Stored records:
+--
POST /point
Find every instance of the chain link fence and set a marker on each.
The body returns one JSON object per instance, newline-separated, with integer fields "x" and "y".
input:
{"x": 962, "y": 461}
+--
* _Aim_
Rewrite the records as a two-column CSV with the header instruction,output, one row per record. Put each field in double quotes and replace any line breaks with spaces.

* _Answer_
instruction,output
"POST /point Find every instance of the chain link fence and set a marker on each. The body returns one JSON object per instance, newline-separated, with integer fields ""x"" and ""y"". input:","{""x"": 962, ""y"": 461}"